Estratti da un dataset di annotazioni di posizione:
:::::
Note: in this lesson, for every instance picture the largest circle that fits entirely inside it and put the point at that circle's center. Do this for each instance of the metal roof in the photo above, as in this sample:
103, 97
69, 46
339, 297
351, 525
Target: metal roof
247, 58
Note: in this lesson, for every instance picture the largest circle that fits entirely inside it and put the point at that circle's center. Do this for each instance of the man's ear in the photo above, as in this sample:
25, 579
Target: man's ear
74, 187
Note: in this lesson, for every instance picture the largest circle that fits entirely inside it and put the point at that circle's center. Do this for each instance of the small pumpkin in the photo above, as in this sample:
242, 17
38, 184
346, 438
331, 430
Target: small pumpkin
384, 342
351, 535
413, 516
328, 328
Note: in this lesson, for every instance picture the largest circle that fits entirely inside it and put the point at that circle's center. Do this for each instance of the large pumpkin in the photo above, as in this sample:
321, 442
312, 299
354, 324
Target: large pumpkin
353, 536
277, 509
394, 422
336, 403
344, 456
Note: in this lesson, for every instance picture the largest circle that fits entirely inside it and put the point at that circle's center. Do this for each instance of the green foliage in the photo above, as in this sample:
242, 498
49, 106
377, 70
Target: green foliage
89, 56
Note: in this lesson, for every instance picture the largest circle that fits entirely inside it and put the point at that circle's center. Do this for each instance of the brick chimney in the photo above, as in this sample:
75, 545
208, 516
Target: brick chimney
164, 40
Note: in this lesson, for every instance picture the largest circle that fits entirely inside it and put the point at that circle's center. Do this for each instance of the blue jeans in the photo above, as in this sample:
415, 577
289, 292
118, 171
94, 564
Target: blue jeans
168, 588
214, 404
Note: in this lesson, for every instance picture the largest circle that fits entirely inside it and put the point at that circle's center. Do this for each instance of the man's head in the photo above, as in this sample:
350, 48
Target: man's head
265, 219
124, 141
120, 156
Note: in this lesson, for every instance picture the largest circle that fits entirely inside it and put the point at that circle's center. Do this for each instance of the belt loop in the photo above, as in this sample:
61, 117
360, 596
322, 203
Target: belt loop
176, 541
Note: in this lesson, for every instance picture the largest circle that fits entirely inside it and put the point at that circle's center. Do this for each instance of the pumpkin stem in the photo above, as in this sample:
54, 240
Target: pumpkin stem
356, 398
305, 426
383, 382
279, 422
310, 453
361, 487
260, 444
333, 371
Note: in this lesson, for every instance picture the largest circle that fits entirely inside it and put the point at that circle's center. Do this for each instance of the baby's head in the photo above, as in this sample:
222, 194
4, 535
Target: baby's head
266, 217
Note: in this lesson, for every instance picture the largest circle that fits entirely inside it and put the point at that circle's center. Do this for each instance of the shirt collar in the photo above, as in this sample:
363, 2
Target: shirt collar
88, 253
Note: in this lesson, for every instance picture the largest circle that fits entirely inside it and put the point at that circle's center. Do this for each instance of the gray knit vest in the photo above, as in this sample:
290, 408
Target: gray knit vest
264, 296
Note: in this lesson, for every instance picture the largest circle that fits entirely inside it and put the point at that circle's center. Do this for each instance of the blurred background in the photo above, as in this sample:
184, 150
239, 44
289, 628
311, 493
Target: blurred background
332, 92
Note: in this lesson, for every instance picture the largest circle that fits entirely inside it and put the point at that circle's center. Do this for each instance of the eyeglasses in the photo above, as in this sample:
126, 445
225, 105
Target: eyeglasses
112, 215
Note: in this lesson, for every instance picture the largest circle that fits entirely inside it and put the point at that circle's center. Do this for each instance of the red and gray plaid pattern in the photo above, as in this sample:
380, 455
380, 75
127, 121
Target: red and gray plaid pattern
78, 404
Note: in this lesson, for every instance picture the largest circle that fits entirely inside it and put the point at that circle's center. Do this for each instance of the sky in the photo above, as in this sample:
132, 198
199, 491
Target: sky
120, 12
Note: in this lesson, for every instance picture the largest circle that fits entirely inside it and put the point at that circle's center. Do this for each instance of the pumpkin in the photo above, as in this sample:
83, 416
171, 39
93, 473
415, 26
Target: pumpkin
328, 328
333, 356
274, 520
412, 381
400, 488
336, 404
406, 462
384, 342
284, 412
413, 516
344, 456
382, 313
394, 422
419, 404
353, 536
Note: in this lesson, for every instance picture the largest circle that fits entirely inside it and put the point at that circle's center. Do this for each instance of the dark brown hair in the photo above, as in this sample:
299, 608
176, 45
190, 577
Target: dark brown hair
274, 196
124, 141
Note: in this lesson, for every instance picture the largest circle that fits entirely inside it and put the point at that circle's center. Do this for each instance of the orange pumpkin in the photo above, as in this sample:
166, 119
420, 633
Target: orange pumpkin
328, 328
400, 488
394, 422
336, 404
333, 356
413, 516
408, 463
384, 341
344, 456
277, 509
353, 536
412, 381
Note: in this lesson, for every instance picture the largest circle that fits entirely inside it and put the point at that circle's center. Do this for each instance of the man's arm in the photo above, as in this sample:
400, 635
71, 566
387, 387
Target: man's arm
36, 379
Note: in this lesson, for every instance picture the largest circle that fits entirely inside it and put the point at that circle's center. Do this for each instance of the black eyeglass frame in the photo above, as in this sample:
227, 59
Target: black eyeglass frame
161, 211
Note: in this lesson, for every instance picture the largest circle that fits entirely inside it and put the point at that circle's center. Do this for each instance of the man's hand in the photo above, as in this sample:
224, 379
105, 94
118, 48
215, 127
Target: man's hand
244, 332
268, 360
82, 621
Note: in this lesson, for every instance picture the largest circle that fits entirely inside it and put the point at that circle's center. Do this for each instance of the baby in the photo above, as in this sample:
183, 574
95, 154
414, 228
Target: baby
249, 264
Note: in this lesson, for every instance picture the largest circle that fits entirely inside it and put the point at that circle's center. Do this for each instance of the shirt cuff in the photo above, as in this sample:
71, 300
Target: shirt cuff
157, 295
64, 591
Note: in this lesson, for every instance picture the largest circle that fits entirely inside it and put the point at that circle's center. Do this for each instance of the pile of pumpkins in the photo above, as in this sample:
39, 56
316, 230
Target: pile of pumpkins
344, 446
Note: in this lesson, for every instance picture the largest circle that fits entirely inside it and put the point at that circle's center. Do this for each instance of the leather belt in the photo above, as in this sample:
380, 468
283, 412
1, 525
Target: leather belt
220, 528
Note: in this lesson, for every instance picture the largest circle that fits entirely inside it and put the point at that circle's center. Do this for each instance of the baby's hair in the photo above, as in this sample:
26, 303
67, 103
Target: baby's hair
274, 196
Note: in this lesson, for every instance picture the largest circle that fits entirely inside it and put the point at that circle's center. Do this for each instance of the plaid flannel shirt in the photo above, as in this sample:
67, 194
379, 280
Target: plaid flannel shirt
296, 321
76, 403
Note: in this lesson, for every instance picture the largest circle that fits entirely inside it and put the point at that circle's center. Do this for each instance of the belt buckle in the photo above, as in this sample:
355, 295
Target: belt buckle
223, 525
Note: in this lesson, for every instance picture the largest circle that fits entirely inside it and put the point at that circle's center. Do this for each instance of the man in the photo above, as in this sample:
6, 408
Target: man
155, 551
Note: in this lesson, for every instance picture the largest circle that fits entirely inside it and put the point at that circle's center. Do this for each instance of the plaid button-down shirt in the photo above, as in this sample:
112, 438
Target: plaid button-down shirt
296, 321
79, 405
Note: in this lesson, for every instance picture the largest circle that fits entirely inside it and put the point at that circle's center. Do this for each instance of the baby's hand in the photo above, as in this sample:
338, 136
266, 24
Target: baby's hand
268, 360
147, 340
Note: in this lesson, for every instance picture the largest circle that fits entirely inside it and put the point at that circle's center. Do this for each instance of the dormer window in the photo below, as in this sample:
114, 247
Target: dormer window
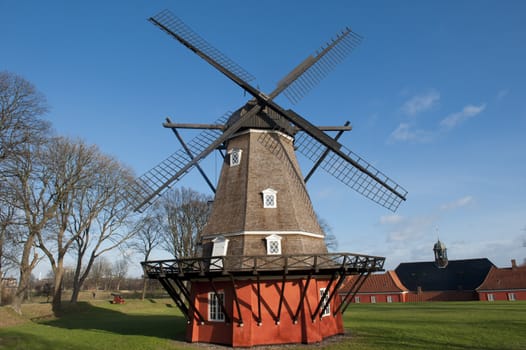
:::::
Elenca tutte le righe dei dati che contengono la parola "window", distinguendo tra maiuscole e minuscole.

Note: in this lesson, for every instance picture the largest circle that fits entirely inside it and put the point at that circle's center. Do this for each instance of the dormer window in the photo below, as in this sample:
Target: dormer window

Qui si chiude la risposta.